» **Task brief**
This task calls for copying every line of the records that includes the word "flange".

» **Extracted material**
• • •
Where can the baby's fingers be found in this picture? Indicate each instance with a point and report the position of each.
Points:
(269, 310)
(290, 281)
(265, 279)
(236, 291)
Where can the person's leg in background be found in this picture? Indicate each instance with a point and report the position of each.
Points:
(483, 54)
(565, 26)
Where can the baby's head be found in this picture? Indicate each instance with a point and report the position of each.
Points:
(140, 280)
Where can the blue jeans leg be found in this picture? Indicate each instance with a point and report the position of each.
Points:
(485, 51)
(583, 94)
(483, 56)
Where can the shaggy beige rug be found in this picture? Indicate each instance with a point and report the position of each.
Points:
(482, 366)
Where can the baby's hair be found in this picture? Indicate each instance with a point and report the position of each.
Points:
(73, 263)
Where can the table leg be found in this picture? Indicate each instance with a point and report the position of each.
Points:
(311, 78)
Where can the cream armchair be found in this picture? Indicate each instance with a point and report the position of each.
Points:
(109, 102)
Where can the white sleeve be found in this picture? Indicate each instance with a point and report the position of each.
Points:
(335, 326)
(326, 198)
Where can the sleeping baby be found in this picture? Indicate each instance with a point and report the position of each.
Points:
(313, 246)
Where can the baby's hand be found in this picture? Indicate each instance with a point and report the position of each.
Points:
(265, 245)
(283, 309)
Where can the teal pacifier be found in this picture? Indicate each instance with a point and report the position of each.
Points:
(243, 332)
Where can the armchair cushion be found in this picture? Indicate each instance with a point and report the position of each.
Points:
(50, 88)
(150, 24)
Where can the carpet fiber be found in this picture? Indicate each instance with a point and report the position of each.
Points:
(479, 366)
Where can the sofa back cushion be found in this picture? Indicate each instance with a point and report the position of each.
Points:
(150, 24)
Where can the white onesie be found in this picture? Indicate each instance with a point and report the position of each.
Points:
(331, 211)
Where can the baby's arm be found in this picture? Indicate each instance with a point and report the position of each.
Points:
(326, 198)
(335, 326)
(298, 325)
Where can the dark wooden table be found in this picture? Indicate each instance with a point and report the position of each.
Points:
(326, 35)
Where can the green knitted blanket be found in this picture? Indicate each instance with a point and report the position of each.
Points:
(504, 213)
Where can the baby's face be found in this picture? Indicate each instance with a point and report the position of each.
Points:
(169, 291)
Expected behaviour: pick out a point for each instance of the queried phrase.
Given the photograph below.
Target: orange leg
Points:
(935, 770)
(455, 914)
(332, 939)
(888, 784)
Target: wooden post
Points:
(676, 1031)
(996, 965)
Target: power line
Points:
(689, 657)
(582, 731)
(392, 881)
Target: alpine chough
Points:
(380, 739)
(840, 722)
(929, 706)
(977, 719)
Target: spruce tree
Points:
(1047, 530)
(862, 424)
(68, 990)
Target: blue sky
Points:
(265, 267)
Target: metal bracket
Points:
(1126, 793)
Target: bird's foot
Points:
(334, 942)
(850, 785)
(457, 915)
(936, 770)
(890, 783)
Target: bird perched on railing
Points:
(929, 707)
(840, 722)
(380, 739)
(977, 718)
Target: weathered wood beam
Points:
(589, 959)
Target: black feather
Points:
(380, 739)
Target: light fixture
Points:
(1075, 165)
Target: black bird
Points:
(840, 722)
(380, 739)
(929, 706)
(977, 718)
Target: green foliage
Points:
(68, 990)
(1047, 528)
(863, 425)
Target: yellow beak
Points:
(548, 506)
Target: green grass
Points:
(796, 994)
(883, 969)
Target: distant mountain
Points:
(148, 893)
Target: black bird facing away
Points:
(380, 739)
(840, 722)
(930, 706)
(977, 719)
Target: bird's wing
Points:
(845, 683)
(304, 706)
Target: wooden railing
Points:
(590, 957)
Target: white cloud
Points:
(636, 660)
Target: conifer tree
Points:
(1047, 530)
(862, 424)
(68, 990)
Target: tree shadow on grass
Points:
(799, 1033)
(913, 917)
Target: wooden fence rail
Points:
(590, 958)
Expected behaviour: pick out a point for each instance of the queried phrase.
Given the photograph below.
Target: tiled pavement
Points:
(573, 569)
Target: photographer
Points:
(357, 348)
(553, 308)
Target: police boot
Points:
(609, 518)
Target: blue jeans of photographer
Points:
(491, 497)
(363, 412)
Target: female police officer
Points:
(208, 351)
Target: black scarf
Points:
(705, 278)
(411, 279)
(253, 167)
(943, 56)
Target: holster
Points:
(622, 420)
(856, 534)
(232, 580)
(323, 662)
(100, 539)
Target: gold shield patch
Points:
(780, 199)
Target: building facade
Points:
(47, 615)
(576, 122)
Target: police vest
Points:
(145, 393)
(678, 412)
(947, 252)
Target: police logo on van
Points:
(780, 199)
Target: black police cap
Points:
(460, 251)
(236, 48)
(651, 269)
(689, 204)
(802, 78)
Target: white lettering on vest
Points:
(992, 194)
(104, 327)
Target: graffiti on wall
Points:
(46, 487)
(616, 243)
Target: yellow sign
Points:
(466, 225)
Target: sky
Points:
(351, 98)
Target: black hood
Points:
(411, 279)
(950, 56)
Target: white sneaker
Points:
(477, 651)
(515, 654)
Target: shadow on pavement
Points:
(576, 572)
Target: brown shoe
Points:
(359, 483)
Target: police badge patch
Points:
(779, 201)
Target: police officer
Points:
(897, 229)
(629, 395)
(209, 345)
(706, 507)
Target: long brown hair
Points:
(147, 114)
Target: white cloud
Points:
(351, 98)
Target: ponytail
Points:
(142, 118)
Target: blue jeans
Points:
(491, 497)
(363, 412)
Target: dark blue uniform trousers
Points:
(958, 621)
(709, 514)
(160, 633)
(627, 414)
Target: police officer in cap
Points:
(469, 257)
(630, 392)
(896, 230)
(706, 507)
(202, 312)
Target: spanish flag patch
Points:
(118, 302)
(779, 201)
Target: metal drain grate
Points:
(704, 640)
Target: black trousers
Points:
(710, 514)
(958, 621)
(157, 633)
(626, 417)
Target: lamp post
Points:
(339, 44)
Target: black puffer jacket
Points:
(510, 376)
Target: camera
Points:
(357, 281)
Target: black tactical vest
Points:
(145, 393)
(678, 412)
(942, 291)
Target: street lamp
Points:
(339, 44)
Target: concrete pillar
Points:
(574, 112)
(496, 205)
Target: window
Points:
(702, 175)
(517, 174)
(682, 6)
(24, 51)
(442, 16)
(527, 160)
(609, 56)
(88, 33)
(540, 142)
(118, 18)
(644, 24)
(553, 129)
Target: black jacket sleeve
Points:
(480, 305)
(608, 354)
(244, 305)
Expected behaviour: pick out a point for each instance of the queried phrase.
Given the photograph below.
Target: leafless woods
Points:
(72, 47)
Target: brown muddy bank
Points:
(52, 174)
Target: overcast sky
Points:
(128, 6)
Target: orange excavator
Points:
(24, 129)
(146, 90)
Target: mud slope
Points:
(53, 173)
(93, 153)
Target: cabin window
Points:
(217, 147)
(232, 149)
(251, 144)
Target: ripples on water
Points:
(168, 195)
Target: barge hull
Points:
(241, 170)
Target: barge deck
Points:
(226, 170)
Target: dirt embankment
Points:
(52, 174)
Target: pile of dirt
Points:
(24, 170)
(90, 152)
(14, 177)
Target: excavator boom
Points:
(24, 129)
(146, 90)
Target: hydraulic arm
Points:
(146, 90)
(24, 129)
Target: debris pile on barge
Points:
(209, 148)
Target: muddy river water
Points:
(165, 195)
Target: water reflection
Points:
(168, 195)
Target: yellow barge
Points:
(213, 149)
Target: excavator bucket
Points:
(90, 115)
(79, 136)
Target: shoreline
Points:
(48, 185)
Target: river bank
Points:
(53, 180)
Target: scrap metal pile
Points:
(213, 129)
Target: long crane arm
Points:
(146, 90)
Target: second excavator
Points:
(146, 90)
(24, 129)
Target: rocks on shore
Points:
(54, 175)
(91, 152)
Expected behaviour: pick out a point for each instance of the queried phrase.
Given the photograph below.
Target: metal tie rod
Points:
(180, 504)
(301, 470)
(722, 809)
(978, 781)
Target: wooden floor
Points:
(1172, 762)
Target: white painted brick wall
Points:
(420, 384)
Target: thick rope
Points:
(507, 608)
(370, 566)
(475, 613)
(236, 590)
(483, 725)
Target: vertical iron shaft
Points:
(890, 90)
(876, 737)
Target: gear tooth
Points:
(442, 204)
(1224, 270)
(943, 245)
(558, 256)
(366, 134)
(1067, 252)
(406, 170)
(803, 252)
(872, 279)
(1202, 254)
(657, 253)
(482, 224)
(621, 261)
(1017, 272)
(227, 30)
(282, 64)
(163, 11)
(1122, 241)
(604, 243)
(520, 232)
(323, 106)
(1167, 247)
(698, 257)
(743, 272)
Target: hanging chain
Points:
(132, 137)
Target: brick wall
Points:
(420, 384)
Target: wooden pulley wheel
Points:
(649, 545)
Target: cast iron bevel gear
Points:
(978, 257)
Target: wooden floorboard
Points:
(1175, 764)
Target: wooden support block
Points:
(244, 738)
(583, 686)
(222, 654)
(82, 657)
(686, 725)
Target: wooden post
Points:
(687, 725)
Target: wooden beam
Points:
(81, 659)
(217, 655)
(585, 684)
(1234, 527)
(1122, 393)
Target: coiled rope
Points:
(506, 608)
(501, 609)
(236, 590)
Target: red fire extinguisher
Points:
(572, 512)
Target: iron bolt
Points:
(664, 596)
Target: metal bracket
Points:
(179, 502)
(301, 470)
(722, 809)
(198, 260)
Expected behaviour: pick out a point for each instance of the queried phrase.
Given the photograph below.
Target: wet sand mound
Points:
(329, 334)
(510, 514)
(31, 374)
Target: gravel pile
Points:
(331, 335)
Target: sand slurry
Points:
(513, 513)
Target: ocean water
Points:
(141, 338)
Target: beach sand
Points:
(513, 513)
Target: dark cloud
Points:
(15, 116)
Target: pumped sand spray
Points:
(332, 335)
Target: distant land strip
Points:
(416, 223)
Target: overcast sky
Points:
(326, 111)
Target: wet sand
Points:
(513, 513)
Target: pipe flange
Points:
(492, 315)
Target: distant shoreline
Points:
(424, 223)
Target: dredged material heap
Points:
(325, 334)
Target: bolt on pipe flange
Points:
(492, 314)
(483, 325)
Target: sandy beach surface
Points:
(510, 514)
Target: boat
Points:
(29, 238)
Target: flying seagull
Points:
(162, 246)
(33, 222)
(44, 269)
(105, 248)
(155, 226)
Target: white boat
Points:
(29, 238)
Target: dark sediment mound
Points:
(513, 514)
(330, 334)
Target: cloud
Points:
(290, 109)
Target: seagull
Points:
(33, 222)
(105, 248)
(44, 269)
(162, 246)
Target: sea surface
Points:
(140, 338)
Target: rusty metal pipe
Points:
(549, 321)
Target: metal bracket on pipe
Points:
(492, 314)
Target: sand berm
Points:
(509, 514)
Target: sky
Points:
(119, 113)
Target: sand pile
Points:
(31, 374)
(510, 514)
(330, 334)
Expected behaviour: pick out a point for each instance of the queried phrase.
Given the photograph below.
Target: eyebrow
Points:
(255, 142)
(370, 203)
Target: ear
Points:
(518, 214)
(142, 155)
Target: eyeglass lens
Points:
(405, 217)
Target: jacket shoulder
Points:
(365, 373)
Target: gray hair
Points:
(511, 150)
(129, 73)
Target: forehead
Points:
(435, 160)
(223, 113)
• • •
» **Task solution**
Target: pipe flange
Target: bolt on pipe flange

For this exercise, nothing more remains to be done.